**Work required**:
Could you continue the introduction on engineering the tendon-to-bone interface with nanofiber scaffolds, starting right after its last sentence?

**Document extract**:
══════════════════════════════

Engineering the hard–soft tissue interface with random-to-aligned nanofiber scaffolds

Introduction

Tendons are fibrous connective tissues in the human body that connect muscle to bone. They allow for joint movement and are primarily made up of collagen type I fiber bundles along with a small amount of other types of cells and materials. ¹ Healthy tendon fibers are oriented in a parallel manner and are capable of transferring high tensile loads between tendon and bone. ² The interface in which the tendon connects to the bone is composed of a specialized transitional tissue with varying structures and compositions. ¹ More importantly, collagen fibers at the bone section of the interface are significantly less oriented when compared with fibers in the tendon. ³

Tendinopathy, also known as disease or damage to the tendon, consists of various types of injury which can be caused by many different factors, both intrinsic and extrinsic. Physical activity leading to excessive loading of tendons is the primary cause for degeneration. ⁴ Also, intrinsic factors such as alignment and biomechanical faults account for two-thirds of athletes with Achilles tendon disorders. ⁴ Injury of the tendon can be acute or chronic, and generally results in inflammation and/or degeneration, which can lead to tendon rupture. Current methods to reattach tendon to bone use sutures that result in increased stress concentrations, leading to high failure rates for surgical repairs. ⁵ Additionally, while a healthy interface is made up of a gradient of different cell types which reduce stress concentrations between the bone and tendon, healing of this interface after damage can result in scar tissue formation, rather than a proper regeneration of the original tissue. ⁶ Because of this complexity, there is a need to replace the tendon-to-bone interface.

══════════════════════════════

[Data items]
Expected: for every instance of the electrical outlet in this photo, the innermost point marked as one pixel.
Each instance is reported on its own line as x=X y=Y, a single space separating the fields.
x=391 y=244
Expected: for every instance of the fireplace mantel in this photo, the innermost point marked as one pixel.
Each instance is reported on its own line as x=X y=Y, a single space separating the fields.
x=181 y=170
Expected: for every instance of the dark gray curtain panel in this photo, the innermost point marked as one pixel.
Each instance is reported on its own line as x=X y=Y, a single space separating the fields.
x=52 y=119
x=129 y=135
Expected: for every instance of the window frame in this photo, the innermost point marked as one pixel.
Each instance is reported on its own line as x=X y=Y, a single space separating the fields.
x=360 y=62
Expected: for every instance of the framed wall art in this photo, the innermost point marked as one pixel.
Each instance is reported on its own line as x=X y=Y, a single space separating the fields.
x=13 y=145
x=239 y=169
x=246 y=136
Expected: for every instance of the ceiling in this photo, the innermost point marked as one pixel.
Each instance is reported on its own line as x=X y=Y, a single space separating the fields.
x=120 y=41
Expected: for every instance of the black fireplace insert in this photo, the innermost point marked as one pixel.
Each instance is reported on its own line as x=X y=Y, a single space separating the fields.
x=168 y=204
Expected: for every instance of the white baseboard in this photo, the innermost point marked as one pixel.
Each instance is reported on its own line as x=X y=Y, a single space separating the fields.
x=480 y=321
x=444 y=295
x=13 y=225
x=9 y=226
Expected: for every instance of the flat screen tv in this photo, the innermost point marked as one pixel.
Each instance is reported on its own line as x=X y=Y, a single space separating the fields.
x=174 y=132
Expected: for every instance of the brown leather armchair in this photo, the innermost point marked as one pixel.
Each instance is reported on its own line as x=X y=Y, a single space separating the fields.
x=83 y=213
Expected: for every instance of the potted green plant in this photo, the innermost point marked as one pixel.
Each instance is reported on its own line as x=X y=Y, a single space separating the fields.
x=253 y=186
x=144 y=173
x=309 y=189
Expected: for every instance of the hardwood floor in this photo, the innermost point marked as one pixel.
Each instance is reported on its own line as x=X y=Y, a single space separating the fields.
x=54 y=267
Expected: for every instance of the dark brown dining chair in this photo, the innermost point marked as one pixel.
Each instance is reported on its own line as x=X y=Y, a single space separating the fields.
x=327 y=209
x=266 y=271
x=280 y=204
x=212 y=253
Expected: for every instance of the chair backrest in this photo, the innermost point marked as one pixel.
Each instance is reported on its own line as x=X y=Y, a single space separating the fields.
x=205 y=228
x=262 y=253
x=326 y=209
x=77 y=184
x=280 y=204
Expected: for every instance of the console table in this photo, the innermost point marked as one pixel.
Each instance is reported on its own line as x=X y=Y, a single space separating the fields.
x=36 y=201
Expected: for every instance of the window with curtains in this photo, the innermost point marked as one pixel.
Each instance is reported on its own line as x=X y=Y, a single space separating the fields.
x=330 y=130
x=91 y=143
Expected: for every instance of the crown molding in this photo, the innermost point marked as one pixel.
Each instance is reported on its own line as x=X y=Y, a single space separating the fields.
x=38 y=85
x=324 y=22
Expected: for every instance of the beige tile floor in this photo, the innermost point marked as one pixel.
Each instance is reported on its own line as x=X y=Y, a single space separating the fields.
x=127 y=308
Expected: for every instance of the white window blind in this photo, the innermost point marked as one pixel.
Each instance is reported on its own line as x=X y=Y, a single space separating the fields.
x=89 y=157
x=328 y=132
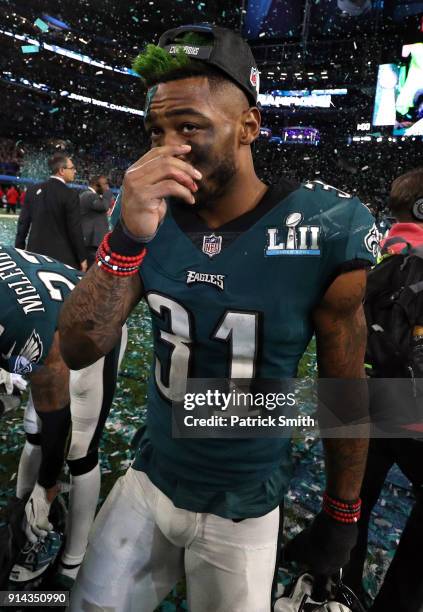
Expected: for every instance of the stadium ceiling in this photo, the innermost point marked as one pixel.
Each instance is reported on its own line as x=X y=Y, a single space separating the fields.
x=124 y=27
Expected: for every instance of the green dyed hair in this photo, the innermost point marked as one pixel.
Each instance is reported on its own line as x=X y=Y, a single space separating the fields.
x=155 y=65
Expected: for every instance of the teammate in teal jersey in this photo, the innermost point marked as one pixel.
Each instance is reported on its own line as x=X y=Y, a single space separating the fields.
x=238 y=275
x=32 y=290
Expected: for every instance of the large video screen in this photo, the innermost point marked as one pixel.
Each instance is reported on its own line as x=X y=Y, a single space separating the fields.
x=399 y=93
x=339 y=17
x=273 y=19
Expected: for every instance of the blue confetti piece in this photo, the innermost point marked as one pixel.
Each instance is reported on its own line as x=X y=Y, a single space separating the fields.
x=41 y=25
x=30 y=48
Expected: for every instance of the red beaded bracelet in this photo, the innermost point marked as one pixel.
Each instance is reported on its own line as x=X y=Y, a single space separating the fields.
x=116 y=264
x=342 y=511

══════════════════════════════

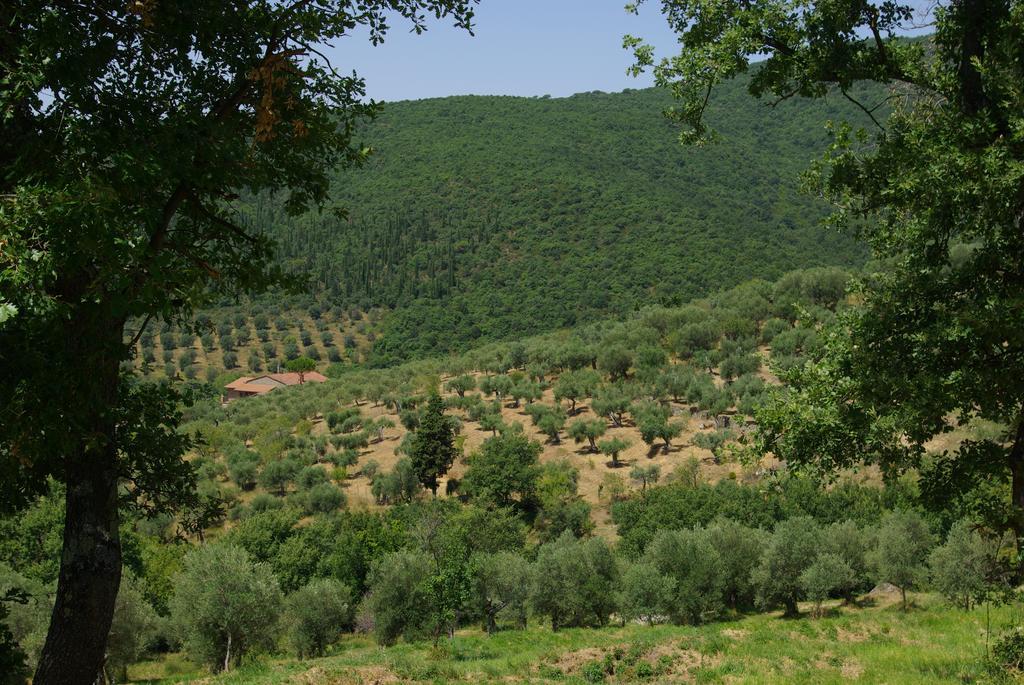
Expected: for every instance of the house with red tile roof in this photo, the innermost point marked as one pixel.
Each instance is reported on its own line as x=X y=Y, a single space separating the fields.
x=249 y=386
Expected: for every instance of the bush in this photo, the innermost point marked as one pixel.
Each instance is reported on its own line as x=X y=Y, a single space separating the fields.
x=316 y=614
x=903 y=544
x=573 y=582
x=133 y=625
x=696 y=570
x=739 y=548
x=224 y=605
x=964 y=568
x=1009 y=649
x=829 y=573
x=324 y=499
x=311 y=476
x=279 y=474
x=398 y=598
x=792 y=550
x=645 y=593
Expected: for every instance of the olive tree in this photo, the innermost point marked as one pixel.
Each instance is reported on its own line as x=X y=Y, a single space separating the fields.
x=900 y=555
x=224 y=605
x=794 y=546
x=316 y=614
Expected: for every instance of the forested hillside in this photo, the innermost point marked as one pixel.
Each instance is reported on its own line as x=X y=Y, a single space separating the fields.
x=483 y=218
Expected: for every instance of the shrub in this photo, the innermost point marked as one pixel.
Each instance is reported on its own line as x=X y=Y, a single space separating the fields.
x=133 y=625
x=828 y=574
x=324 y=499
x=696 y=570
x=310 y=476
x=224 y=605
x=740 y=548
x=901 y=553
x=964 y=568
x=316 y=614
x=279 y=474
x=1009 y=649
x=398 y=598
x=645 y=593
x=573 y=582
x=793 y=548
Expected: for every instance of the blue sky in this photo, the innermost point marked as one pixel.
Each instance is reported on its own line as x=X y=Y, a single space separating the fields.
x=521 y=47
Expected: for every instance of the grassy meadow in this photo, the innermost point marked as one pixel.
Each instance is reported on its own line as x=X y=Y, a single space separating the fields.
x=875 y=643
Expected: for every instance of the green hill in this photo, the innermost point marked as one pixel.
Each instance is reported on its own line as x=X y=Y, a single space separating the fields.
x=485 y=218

══════════════════════════════

**Response to this exercise**:
Tissue engineering has emerged as a promising therapeutic alternative for tissue injuries and lesions. ⁷ To regenerate the native tissues, cells are harvested from their natural environment and grown in an artificial scaffold under controlled conditions. The ideal scaffold should provide not only a physical support for cell to attach and proliferate, but also microstructure cues to mimic the native extracellular matrix (ECM) to guide the cell growth and organization. This scaffold orientation not only affects the direction of cellular growth but also results in different gene expression between different scaffold microstructures. ⁸ It remains a challenge to establish an anisotropic microenvironment for a complex tissue structure with multiple cell types. To address this problem, this study focuses on the bone-to-tendon tissue regeneration using electrospun random-to-aligned nanofiber scaffold. ¹

Electrospinning is a process that creates polymeric fibers with diameters ranging from 1 μm to 100 nm. A positive voltage is applied to a liquid solution which is then pushed through a needle. A target attached to ground or a negative voltage then attracts the solution. This target determines the orientation of the resulting fibers, with stationary flat targets gathering randomly oriented fibers and targets rotating on an axis parallel to the electrospinning creating aligned fibers. ⁹ Two stationary targets with a gap between them result in randomly oriented fibers on the targets and aligned fibers bridging between them. ⁹ This process can be used for a wide variety of tissue engineering applications, such as nanocomposite/hybrid approaches for mimicking bone tissue. ¹⁰

There have also been numerous different techniques attempting to improve various stages of the electrospinning process, including water-friendly core designs, nanocapsule/nanofibrous sheathes, ¹⁰ and melt-electrospinning techniques. ¹¹ Electrospinning into a water bath with a solution of water-soluble and non-water-soluble polymers has shown to increase fiber porosity, which promotes cell attachment and growth. ¹² Coaxial electrospinning can be utilized to fine-tune the mechanical properties of the scaffold without changing the overall fiber diameter or surface characteristics by adjusting the core fiber material and diameter. ¹³ Co-electrospinning, or electrospinning with two materials simultaneously, has been successfully shown to create two distinct uniform regions with a gradient region in between which allows for the selection of materials with similar properties to the natural muscle–tendon interface. ¹⁴ A similar technique was used with one material doped with nano-hydroxyapatite then submerged in simulated body fluid to selectively grow hydroxyapatite in a gradient. ¹⁵

To create the random-to-aligned nanofiber scaffold, we adopted a parallel-collector configuration in which two grounded metal bars were placed in parallel under the spinneret. The fibers collected on the target form two distinct regions, a randomized region on the metal bars, and an aligned region that spans between the parallel bars. Fibroblasts and osteosarcoma cells were seeded onto the aligned region and the random region, respectively. These two types of cells were cocultured in a single scaffold to mimic the cellular organization in the tendon-to-bone interface. We demonstrated that the gradients in scaffold microtopology will facilitate cell organization and promote the formation of the tendon-to-bone interface in a coculturing environment in vitro.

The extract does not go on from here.